## YOUR INSTRUCTIONS
Print all entries precisely as they are written.

## SOURCE MATERIAL
▽

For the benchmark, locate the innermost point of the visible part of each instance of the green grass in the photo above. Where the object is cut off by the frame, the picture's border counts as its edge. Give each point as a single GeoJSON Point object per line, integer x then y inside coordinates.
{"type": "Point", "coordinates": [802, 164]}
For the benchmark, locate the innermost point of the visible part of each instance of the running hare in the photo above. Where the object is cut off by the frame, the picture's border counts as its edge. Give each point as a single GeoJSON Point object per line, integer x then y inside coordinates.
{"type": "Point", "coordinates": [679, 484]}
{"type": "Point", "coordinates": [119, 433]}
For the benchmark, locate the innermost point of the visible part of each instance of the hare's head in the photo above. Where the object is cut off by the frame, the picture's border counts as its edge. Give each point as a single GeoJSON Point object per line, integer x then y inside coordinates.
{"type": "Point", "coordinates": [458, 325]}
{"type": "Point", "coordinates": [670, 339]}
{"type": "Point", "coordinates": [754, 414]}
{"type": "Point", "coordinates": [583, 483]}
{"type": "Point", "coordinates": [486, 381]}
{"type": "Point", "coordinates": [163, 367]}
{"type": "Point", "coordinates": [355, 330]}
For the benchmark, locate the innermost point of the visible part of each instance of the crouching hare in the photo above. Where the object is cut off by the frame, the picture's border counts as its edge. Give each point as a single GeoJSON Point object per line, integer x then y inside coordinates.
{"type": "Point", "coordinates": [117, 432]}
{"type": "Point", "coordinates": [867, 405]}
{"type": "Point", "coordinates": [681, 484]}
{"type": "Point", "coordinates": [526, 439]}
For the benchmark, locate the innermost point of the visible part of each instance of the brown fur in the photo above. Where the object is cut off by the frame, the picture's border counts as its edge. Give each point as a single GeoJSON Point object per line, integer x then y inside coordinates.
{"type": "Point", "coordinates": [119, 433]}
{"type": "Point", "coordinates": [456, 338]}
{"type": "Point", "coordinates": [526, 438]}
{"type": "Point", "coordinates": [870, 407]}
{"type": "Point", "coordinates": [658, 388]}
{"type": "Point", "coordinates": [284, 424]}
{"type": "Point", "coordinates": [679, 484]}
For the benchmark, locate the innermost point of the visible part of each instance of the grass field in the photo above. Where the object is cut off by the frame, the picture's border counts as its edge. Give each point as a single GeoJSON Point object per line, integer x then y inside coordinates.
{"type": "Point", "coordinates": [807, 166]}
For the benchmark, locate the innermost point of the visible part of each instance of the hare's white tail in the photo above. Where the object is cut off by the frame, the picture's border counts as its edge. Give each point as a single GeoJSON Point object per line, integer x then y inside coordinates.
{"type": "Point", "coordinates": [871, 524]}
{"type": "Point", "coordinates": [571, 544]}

△

## OUTPUT OF THE TASK
For the benchmark, locate the innermost point of the visible part of each instance of the green grass in the photo above. Where the object is cut off by the frame, the picture's border counts as its edge. Give each point as a single GeoJSON Point object per line, integer x then y inside coordinates.
{"type": "Point", "coordinates": [802, 164]}
For the benchmark, locate the innermost point of the visible part of each instance of the running hare in the photo above. Where the object is cut off by the frame, the picture's border counts as its edge. Give each point as a single GeoJSON Point object per line, integer x then y inside coordinates.
{"type": "Point", "coordinates": [679, 484]}
{"type": "Point", "coordinates": [119, 433]}
For the benchmark, locate the innermost point of the visible part of each instance of the hare's head in the photo above. Where the object is cut off by the frame, the picture's border counts as its edge. Give each point as a single GeoJSON Point object per line, integer x then y inside coordinates.
{"type": "Point", "coordinates": [458, 325]}
{"type": "Point", "coordinates": [670, 339]}
{"type": "Point", "coordinates": [754, 414]}
{"type": "Point", "coordinates": [583, 483]}
{"type": "Point", "coordinates": [486, 381]}
{"type": "Point", "coordinates": [163, 367]}
{"type": "Point", "coordinates": [355, 330]}
For the benchmark, locate the innermost point of the visible part of each instance of the crouching hare in the photo above. Where the object is cut off by the frame, the picture's border counts as its edge. Give each point as a single GeoJSON Point object per line, integer x then y inside coordinates.
{"type": "Point", "coordinates": [117, 432]}
{"type": "Point", "coordinates": [867, 405]}
{"type": "Point", "coordinates": [681, 484]}
{"type": "Point", "coordinates": [526, 439]}
For the benchmark, locate the innermost point of the visible part of each instance of the brown fur in the photo above. Where the object is cut off by the frame, the picture's border counts as its edge. Give each point as a single GeoJSON Point object per line, integer x then y inside coordinates.
{"type": "Point", "coordinates": [119, 433]}
{"type": "Point", "coordinates": [456, 338]}
{"type": "Point", "coordinates": [526, 438]}
{"type": "Point", "coordinates": [870, 407]}
{"type": "Point", "coordinates": [658, 388]}
{"type": "Point", "coordinates": [284, 424]}
{"type": "Point", "coordinates": [679, 484]}
For the benchmark, locate the innermost point of the visible part of each instance of the grass field in the photo above. Where the object is cut off by the frame, the picture's border counts as its edge. Give each point as a single GeoJSON Point object per line, integer x then y inside coordinates.
{"type": "Point", "coordinates": [807, 166]}
For the benchmark, locate the innermost point of the visible part of each instance of the hare's white tail in the photo above. Where the object is cut off by the frame, the picture's border counts as its edge. Give each point as a single GeoJSON Point object per line, integer x then y inside coordinates.
{"type": "Point", "coordinates": [871, 524]}
{"type": "Point", "coordinates": [571, 544]}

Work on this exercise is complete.